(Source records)
::::
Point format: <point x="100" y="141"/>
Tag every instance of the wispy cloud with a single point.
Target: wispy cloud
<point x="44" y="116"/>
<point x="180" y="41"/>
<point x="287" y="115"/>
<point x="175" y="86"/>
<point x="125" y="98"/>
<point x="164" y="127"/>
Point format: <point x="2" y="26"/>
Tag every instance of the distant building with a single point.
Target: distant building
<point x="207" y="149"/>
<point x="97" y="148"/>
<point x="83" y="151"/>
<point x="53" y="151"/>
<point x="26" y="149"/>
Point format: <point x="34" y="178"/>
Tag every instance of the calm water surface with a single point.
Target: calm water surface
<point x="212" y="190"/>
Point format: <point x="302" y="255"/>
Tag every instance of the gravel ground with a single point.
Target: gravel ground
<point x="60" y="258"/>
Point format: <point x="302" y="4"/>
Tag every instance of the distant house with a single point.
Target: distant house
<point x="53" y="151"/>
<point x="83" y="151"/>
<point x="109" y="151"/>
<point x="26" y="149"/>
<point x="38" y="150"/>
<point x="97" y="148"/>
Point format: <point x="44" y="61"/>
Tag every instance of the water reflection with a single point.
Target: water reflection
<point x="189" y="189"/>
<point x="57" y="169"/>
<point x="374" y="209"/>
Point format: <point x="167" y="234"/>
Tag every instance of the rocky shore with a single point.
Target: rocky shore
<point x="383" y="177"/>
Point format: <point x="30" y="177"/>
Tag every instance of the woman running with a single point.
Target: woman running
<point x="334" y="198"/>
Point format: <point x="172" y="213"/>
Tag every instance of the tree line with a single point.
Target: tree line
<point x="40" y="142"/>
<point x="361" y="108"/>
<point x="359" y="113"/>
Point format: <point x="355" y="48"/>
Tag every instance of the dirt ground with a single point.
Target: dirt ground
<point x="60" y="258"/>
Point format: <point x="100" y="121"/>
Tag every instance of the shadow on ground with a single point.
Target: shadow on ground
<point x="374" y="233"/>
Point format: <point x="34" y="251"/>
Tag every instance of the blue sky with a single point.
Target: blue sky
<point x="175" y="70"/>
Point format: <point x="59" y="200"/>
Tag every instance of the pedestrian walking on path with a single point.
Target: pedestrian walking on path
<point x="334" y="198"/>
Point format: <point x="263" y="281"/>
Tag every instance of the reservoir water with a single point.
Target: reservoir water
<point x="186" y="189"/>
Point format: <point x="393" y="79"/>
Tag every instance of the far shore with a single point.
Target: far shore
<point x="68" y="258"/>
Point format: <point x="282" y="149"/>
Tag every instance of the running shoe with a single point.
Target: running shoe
::::
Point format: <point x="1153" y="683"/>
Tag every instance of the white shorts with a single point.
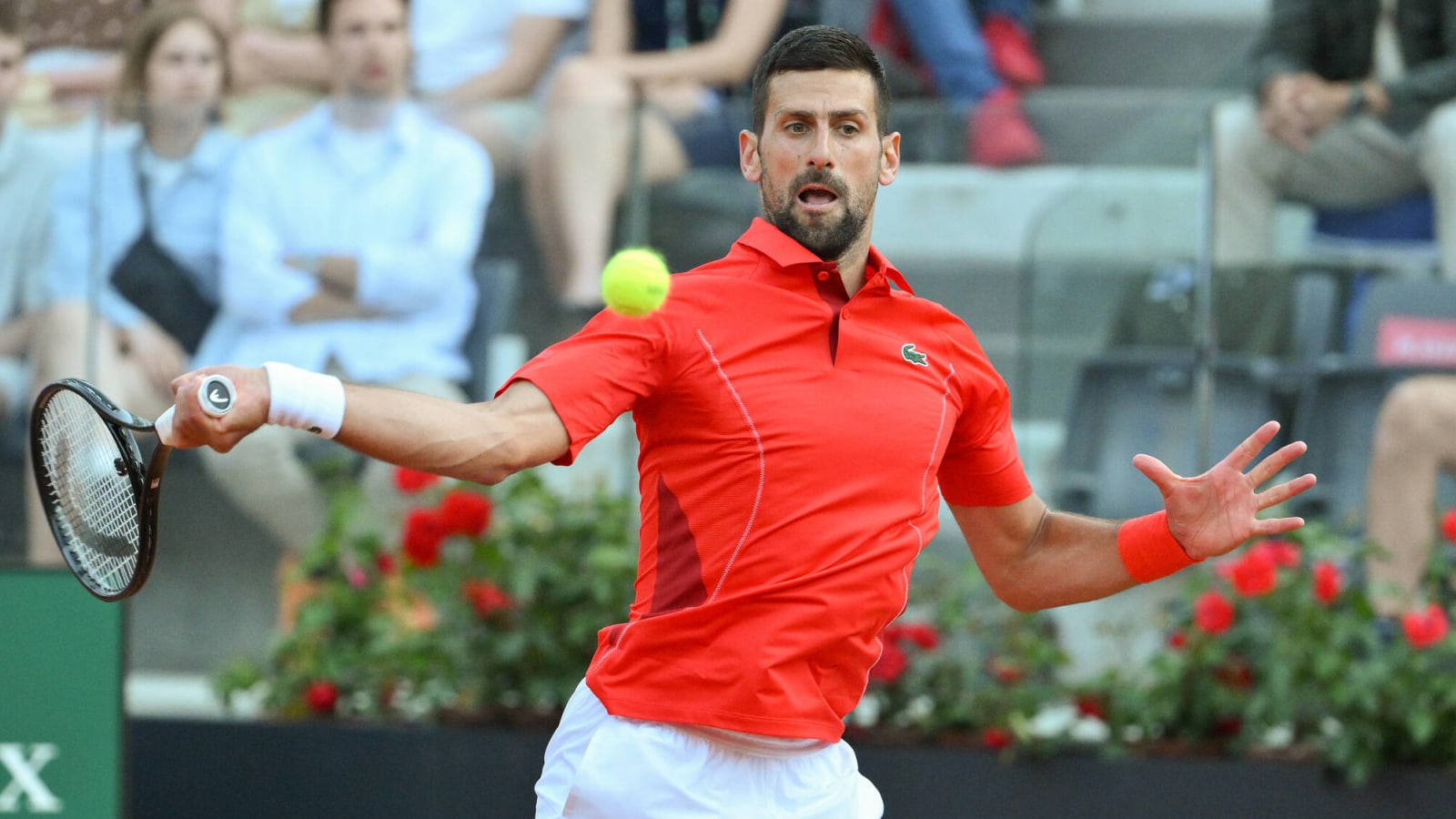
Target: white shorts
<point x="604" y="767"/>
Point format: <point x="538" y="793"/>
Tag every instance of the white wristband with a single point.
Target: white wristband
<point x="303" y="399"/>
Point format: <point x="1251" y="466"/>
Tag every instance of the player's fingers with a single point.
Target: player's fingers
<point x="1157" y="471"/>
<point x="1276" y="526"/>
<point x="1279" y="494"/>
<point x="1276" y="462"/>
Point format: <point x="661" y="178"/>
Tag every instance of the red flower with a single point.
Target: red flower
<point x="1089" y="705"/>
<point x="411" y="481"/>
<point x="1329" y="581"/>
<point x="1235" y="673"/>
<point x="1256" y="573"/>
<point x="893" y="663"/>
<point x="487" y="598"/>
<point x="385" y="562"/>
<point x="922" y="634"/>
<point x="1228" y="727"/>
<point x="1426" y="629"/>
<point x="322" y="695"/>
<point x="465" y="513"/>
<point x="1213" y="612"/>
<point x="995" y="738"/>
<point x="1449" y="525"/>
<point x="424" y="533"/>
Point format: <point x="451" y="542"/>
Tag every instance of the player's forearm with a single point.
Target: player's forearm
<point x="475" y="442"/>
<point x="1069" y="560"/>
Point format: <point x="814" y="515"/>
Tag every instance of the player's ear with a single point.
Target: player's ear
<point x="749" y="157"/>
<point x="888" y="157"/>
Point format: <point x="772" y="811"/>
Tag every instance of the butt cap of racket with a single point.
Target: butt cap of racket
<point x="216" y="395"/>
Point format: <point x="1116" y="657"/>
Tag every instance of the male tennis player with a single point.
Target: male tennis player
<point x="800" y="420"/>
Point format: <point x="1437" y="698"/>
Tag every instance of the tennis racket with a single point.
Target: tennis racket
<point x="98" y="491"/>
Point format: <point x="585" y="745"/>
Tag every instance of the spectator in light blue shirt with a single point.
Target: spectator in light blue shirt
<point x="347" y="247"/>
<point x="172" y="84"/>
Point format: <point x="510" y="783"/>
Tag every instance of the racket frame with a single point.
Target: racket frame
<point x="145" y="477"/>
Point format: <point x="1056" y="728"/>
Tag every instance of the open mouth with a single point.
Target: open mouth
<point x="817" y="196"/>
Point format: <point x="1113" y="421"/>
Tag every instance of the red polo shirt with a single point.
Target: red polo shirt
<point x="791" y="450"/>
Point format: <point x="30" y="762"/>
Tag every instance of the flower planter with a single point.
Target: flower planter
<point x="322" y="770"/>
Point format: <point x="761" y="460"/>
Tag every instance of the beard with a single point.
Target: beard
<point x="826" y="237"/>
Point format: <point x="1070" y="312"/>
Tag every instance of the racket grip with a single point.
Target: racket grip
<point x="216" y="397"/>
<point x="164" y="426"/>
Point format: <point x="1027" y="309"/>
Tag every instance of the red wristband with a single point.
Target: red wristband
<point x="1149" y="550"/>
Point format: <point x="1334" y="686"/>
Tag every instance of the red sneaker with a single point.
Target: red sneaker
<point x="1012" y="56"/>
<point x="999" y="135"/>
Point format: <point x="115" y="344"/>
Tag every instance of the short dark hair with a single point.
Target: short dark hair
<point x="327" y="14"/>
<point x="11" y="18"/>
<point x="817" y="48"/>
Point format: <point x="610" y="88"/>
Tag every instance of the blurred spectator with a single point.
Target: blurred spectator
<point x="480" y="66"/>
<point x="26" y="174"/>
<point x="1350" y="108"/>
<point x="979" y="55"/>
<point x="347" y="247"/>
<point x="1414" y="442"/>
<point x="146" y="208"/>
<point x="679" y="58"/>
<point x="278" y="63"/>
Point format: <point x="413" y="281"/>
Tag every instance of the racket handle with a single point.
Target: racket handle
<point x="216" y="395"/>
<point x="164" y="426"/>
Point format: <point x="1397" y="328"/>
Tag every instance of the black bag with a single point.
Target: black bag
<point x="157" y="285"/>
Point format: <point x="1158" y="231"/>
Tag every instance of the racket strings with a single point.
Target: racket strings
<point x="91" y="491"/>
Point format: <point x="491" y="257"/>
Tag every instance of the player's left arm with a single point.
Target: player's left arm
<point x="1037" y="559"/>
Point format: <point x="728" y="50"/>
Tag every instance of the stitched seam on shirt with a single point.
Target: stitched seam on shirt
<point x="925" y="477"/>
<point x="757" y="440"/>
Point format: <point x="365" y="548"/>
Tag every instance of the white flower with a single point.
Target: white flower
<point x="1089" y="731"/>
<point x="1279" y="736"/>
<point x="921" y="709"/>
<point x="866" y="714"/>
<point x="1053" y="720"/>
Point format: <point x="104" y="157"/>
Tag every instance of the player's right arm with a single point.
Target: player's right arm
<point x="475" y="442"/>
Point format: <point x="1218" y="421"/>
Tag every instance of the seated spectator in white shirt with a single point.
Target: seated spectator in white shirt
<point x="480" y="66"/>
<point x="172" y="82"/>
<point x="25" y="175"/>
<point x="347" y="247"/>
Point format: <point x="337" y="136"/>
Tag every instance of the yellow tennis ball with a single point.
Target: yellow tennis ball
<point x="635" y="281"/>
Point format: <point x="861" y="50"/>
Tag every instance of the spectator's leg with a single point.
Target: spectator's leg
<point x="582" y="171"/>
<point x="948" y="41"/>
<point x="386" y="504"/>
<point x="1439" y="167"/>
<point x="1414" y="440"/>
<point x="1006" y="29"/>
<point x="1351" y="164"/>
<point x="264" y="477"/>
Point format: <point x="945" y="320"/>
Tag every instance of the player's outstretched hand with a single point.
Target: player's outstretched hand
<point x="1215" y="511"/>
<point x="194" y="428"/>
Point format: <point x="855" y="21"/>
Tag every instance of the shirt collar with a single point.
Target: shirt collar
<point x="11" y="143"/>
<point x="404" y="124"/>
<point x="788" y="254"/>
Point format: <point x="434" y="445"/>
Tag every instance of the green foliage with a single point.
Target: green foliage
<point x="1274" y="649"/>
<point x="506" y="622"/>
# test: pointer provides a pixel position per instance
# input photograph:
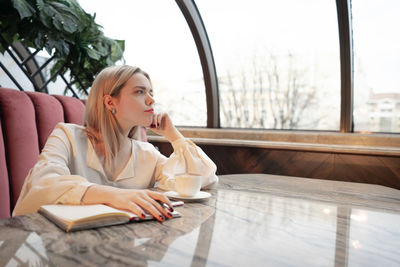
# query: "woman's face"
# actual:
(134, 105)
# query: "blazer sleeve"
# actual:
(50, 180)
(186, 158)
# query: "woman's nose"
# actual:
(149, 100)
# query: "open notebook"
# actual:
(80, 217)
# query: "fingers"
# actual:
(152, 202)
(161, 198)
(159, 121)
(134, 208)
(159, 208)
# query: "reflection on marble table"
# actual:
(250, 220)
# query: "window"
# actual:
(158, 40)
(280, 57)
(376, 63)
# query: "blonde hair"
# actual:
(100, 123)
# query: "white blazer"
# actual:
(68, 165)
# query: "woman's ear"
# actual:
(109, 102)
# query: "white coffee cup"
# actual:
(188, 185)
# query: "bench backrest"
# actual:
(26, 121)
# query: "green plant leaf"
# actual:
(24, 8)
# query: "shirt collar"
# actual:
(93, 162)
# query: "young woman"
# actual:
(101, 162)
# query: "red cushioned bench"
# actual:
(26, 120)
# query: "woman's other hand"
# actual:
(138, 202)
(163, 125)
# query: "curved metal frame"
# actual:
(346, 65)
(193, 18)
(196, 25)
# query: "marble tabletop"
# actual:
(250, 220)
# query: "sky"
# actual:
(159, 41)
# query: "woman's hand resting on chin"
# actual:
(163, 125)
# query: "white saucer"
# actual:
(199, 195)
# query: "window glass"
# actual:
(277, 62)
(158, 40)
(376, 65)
::::
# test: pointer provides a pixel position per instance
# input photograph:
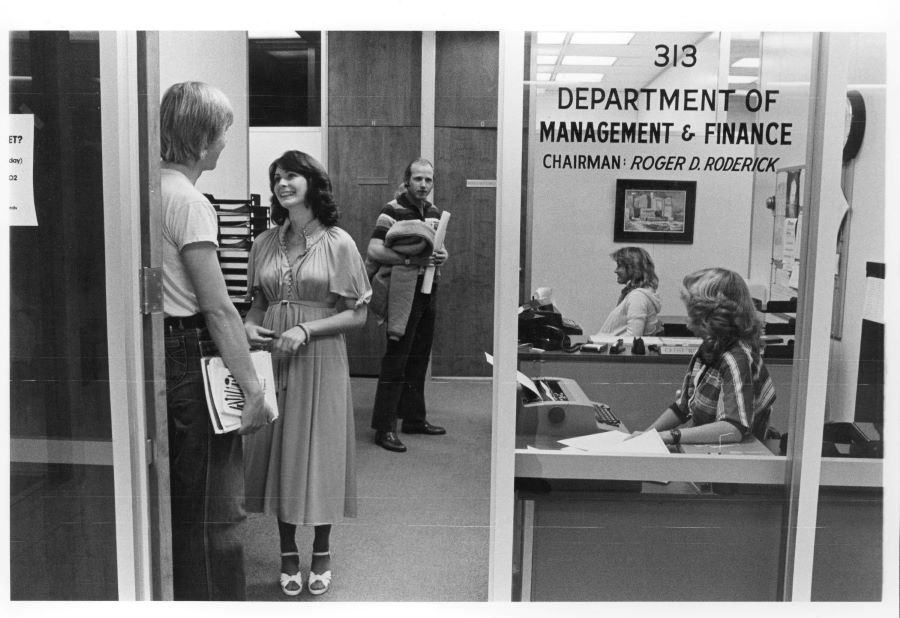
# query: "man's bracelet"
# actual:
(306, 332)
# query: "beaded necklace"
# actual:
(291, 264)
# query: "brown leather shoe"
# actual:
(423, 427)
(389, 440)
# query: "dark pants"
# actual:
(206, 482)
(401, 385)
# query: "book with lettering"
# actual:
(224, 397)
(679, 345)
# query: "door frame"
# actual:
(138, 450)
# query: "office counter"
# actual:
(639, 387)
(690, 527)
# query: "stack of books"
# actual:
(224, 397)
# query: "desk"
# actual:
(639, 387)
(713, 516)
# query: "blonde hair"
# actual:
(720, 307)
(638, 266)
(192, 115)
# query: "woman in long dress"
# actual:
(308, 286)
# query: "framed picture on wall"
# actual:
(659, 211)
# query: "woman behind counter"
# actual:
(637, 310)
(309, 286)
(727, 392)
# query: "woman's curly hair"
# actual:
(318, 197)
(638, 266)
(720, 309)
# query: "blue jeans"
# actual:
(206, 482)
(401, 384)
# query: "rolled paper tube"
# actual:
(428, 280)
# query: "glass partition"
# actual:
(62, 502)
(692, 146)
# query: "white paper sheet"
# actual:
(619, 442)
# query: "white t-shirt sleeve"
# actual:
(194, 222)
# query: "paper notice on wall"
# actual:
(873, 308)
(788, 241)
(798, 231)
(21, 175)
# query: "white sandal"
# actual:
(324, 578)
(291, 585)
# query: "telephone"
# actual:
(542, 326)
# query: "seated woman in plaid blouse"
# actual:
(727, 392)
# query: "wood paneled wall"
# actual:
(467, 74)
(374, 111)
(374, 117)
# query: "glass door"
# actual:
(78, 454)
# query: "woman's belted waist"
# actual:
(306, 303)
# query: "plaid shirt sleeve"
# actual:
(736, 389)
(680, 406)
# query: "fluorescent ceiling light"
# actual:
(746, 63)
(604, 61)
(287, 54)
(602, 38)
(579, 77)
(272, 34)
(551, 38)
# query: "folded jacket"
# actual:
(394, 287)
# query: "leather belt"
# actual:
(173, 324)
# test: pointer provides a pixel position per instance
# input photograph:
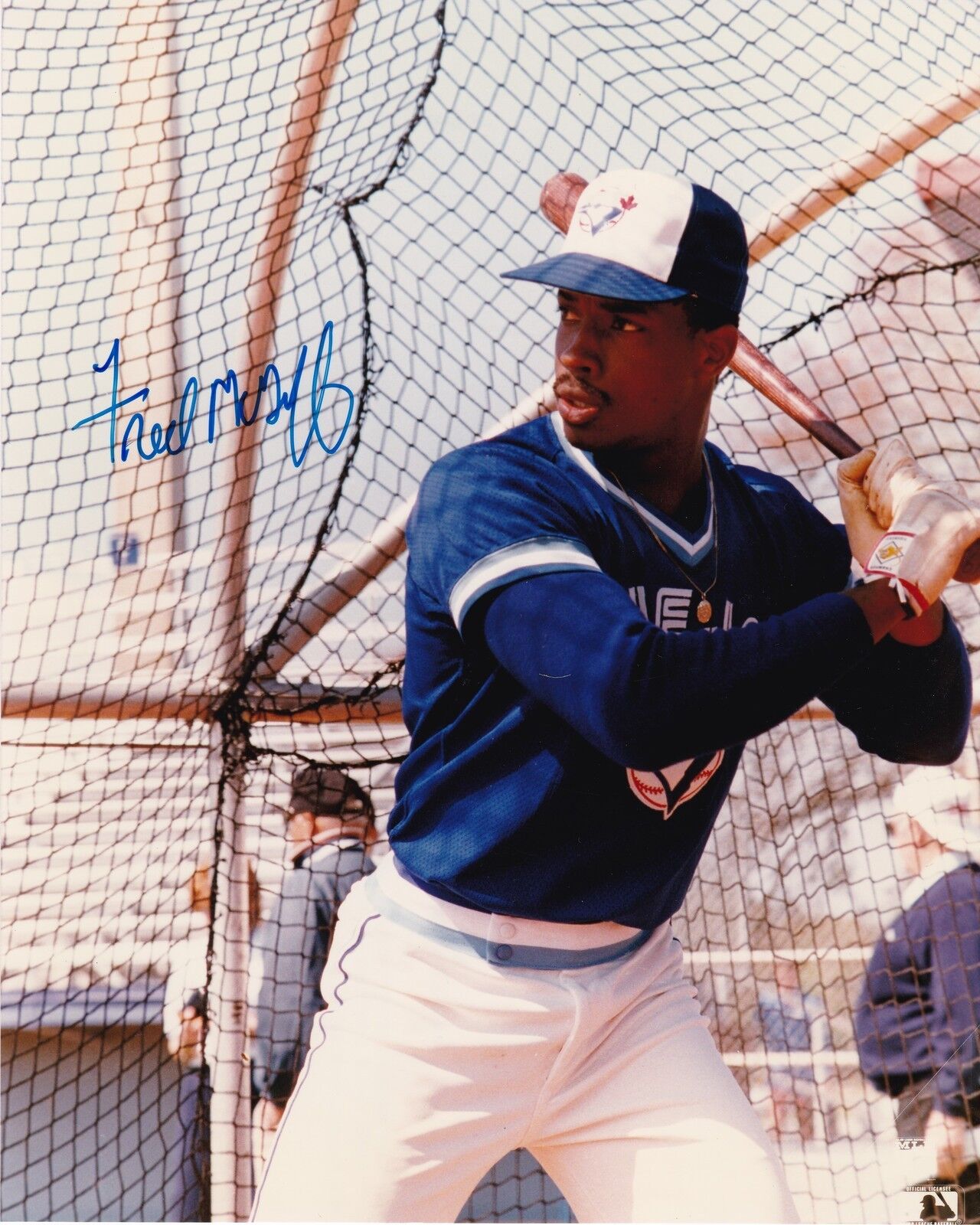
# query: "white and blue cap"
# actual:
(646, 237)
::::
## Exercise
Pick out every line in the items above that contains the word "running", and copy each one.

## Exercise solution
Tag every instance of the woman running with a single point.
Target: woman running
Tag every instance of the running shoe with a single point.
Target: running shoe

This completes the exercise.